--- Start of INPUT FOR THIS TASK ---
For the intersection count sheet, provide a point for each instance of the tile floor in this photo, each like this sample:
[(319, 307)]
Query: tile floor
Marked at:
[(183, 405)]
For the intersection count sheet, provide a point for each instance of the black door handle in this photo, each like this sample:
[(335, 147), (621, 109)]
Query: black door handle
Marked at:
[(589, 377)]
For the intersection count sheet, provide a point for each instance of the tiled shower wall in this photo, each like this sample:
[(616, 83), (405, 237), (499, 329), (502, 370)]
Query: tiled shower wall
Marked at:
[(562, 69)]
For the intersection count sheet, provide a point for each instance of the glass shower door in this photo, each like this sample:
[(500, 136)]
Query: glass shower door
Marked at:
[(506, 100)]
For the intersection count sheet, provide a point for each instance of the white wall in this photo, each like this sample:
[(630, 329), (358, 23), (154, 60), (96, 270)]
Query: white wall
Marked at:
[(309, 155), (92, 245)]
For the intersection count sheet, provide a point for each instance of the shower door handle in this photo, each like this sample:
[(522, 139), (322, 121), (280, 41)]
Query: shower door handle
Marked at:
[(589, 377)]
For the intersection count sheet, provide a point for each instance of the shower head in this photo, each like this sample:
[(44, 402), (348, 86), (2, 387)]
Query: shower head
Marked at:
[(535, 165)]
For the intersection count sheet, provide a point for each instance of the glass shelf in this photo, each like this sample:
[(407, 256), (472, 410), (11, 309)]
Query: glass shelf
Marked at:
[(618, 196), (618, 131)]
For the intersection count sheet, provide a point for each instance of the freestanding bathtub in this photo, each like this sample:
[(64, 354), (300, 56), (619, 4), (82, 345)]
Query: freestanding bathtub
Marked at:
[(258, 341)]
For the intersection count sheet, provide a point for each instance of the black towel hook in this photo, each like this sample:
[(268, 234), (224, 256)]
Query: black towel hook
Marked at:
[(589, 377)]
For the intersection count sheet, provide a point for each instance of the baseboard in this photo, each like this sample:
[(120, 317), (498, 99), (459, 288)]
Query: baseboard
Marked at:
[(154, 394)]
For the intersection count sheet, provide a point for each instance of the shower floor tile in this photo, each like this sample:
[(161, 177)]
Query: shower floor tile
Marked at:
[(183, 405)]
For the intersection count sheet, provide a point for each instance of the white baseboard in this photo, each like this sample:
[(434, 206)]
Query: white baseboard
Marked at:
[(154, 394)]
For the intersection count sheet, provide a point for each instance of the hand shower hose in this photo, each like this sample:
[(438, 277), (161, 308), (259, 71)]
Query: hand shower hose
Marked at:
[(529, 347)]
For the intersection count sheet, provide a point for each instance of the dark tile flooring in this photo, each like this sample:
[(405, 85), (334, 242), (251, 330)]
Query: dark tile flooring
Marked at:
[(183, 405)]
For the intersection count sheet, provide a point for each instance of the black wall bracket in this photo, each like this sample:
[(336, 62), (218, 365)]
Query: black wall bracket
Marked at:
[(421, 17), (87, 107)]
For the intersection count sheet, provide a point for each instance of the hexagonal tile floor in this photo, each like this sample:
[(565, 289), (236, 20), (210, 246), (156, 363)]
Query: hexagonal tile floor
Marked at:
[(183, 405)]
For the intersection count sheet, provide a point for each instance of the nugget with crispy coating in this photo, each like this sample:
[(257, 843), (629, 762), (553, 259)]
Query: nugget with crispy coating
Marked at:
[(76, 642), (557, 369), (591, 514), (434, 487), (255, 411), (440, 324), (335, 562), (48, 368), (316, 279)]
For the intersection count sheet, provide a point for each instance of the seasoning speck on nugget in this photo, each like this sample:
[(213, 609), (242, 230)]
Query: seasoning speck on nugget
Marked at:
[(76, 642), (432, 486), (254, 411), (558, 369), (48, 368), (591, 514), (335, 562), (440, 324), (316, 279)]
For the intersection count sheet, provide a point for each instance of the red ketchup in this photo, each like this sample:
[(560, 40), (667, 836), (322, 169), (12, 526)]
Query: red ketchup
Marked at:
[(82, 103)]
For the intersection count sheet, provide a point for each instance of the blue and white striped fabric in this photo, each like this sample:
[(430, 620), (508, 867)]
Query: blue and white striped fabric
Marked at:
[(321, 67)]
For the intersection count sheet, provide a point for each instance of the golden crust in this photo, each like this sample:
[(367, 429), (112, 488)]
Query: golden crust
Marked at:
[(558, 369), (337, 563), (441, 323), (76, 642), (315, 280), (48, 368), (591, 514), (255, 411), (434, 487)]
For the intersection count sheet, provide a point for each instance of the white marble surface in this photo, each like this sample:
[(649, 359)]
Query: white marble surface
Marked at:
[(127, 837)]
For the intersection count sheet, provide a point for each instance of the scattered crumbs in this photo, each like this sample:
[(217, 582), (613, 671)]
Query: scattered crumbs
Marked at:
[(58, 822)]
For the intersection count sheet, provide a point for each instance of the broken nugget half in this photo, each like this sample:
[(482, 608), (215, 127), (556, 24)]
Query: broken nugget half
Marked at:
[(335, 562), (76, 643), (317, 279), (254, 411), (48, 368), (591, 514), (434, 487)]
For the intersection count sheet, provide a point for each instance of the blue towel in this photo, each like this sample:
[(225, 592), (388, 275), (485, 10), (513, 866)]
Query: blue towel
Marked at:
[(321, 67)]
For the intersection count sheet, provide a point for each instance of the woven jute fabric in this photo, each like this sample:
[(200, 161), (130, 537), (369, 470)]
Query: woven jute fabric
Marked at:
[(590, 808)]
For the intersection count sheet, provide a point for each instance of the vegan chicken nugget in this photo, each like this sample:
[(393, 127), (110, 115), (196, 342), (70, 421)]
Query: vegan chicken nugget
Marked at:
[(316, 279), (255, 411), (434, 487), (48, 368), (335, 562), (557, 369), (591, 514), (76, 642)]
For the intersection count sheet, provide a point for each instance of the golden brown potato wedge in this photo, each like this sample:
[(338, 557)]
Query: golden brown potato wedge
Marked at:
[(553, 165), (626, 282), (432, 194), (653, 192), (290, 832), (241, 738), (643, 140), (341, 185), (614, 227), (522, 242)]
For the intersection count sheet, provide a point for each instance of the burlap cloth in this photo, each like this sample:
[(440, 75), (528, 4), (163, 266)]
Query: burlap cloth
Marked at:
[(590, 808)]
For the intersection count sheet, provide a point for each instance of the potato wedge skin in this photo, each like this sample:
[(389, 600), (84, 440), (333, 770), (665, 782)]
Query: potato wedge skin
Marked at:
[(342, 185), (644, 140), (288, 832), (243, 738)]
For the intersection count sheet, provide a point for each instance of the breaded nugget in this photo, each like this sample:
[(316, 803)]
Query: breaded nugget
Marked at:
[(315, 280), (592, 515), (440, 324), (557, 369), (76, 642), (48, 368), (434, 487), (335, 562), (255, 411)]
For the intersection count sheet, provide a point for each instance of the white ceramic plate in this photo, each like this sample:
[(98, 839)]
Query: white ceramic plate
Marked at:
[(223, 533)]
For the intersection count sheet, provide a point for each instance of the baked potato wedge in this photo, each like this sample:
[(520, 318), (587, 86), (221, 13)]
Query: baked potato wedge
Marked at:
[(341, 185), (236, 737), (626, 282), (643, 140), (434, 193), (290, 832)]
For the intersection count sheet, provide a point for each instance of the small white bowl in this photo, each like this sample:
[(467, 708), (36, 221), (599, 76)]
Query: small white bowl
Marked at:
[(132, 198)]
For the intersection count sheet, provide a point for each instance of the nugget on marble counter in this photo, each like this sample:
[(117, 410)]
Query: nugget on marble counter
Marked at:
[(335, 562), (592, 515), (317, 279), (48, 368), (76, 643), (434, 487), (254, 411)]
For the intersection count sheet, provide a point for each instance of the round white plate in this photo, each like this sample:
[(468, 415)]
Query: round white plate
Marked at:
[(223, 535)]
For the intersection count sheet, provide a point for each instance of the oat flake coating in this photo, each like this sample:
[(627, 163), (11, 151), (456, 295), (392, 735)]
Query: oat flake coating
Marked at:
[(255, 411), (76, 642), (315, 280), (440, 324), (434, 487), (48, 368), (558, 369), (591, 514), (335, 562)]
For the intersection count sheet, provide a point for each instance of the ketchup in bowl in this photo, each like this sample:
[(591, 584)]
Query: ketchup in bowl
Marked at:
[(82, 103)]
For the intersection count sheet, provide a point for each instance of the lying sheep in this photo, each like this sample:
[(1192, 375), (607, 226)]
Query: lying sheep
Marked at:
--- End of INPUT FOR THIS TASK ---
EXERCISE GOAL =>
Reproduce the lines from the one containing "the shower floor" through the one containing "[(421, 17), (87, 107)]", unchanged.

FINISHED ANSWER =>
For the intersection count sheet, provide a point for each instance of the shower floor tile in this photo, each like this sample:
[(161, 177)]
Query: shower floor tile
Marked at:
[(183, 405)]
For the intersection count sheet, provide a point for each instance of the white baseboard in this photo, each like this sample:
[(434, 206)]
Query: white baseboard
Marked at:
[(154, 394)]
For the intersection count sheet, provide a point for each instance of the hand shower hose in this photo, each like this sample:
[(438, 277), (161, 308), (259, 71)]
Query: hand shower hose
Marked at:
[(529, 347)]
For the intersection count sheet, provide a point for each instance of the dark tile flooring in this photo, each like this sample:
[(405, 85), (334, 242), (251, 330)]
Query: dark tile flooring
Marked at:
[(183, 405)]
For the intersection count sheet, provide a point for each instance of the black wall bracket in this photo, each like this sample:
[(336, 62), (218, 365)]
Query: black wall bracket
Marked at:
[(421, 17), (87, 107)]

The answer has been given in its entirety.